Holmes, intrigued, takes on the case, and visits Carstairs’ home. Within hours the man in the flat cap has burgled the house and fled to a small hotel in Bermondsey, where Holmes’ Baker Street Irregulars track him down. When Holmes and Watson arrive on the scene, they find one of the Irregulars – a young boy called Ross – acting somewhat erratically. Inside the hotel, they find the man in the flat cap stabbed to death, and Holmes explains away Ross’s behaviour as being related. When the boy’s badly-beaten body turns up days later, Holmes and Watson find that things have taken a much more sinister turn, and that the mysterious House of Silk lies behind everything.

As is traditional, the story is narrated by the ever-faithful Dr Watson, now an old and infirm man who has outlived his best friend by several years. Bookended by brief notes from this elderly Watson, we are given explanation for why this story has never been told before. As is also traditional, the story opens with a lesson, by Holmes, in ratiocination and deductive reasoning, as he divines the reason for Watson’s visit based on a handful of seemingly innocuous clues.

I should mention at this point that I’ve been a fan of Sherlock Holmes for many years. Like, I suspect, many people of my generation, the abiding image I have of the man – and therefore the benchmark against which I compare all other Holmeses – is Jeremy Brett’s portrayal in the long-running ITV series. From the moment Horowitz’s Holmes opens his mouth, I heard Brett’s distinctive voice in my head and knew I was on to a winner, at least in terms of characterisation. The relationship between the two men is as fans have come to expect, with the mens’ mutual respect sometimes tempered by a certain amount of acerbic ribbing, usually by Holmes, of Watson:

“I take it you will join me?”

“Of course, Holmes. I would like nothing better.”

“Excellent. I sometimes wonder how I will be able to find the energy or the will to undertake another investigation if I am not assured that the general public will be able to read every detail of it in due course.”

Horowitz has an encyclopaedic knowledge of the Holmes canon, and sets his story in a definite time period, both in the very real sense – the story takes place in November 1890 – but also by placing it in relation to the rest of Conan Doyle’s stories – we are some seven weeks after “The Adventure of the Red-Headed League”, and Holmes has just completed “The Adventure of the Dying Detective”. There is no doubt, both in terms of the references both overt and implicit, and the general tone Horowitz strikes, that the author has immersed himself in the stories of Sir Arthur Conan Doyle whilst writing this latest adventure. It should be noted that this is the first Sherlock Holmes story that has ever been endorsed by the Conan Doyle estate, which should go some way to indicating how close Horowitz has come to depicting Holmes and the sometimes-hapless Watson.

Horowitz pulls out all the stops, reintroducing us to a whole cast of characters that have become, over the years, part of the national – if not global – consciousness: apart from Holmes and Watson, there is the ever-present and often-ignored Mrs Hudson; Detective Inspector Lestrade; Holmes’ unofficial police force in the shape of the Baker Street Irregulars; the more-intelligent older brother Mycroft; and, of course, Holmes’ nemesis, Professor James Moriarty. With one exception, these characters are introduced naturally, and play roles that are as familiar to any Holmes fan as the Persian slipper where he keeps his tobacco, or the infamous address at which he lives. Unfortunately, Moriarty’s introduction seemed slightly shoe-horned, as he appears as a kind of deus ex machina whose intervention, in the end, goes nowhere. But this is a minor quibble, and in no way detracts from the story, or interferes with canon.

• **DIRECTIVE 1**
According to the review, in what month and year does the story take place?
• **DIRECTIVE 2**
Repeat word for word the part of the review that opens with the words containing "Horowitz has an" and closes with "the sometimes-hapless Watson.".

• **INFORMATION GIVEN**
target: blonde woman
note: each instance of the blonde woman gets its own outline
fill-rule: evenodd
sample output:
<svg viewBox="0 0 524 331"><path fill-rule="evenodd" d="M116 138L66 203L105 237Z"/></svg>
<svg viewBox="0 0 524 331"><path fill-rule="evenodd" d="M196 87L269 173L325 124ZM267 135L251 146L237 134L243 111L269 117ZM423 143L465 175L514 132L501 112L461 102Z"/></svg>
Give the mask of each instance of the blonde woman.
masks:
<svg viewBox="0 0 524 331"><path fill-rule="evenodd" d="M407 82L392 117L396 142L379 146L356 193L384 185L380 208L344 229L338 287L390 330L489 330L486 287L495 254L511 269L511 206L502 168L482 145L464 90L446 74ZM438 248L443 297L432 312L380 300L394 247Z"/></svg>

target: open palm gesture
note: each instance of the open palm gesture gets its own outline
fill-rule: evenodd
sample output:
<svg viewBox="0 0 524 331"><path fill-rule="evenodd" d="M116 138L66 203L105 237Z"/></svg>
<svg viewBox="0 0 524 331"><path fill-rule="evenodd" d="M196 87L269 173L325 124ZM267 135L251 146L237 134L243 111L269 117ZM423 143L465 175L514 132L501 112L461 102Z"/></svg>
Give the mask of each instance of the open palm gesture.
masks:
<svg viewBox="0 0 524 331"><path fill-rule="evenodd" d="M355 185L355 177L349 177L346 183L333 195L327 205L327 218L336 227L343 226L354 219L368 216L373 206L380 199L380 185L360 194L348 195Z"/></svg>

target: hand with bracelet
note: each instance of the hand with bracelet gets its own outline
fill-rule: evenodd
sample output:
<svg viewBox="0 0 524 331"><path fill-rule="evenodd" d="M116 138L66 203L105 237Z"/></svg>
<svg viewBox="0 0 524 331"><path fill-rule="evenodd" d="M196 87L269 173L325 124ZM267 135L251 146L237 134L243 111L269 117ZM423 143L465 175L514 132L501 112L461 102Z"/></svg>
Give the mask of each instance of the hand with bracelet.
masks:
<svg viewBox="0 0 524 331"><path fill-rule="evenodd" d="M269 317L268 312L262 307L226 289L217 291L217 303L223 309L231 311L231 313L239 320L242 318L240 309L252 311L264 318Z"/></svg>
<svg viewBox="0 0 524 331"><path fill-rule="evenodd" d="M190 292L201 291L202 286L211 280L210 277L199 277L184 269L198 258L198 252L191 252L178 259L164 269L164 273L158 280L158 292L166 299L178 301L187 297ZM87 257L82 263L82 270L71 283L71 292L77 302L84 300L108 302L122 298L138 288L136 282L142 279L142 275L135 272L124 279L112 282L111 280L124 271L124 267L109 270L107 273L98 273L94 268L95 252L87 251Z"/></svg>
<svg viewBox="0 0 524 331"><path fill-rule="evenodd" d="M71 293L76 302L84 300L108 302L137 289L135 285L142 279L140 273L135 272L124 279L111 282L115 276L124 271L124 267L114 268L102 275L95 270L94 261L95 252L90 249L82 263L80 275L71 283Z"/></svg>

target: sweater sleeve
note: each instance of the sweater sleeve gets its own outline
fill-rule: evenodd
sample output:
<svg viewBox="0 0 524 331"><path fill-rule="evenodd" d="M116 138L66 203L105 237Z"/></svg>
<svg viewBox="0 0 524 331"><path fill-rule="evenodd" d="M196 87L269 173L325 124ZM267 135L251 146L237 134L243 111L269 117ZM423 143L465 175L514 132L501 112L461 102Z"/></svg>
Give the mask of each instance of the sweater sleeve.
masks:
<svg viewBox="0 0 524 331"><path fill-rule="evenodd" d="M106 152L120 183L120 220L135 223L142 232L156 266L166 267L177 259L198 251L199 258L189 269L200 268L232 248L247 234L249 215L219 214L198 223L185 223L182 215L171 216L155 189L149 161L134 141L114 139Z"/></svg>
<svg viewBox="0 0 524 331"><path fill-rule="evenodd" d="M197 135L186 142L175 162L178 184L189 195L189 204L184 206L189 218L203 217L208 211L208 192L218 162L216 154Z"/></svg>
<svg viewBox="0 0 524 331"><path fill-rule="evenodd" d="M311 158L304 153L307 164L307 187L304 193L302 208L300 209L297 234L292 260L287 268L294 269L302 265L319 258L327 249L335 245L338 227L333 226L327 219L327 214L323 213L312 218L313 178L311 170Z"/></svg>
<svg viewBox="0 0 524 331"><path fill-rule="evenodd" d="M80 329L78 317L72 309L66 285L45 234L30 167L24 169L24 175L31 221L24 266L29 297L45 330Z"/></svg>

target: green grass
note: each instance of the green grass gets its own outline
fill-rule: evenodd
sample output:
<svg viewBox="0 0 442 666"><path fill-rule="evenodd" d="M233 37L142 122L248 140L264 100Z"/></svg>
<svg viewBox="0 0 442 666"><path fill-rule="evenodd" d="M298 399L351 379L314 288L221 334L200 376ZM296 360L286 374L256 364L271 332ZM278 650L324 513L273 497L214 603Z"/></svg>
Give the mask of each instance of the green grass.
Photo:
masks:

• **WRITTEN ANSWER 1**
November 1890

• **WRITTEN ANSWER 2**
Horowitz has an encyclopaedic knowledge of the Holmes canon, and sets his story in a definite time period, both in the very real sense – the story takes place in November 1890 – but also by placing it in relation to the rest of Conan Doyle’s stories – we are some seven weeks after “The Adventure of the Red-Headed League”, and Holmes has just completed “The Adventure of the Dying Detective”. There is no doubt, both in terms of the references both overt and implicit, and the general tone Horowitz strikes, that the author has immersed himself in the stories of Sir Arthur Conan Doyle whilst writing this latest adventure. It should be noted that this is the first Sherlock Holmes story that has ever been endorsed by the Conan Doyle estate, which should go some way to indicating how close Horowitz has come to depicting Holmes and the sometimes-hapless Watson.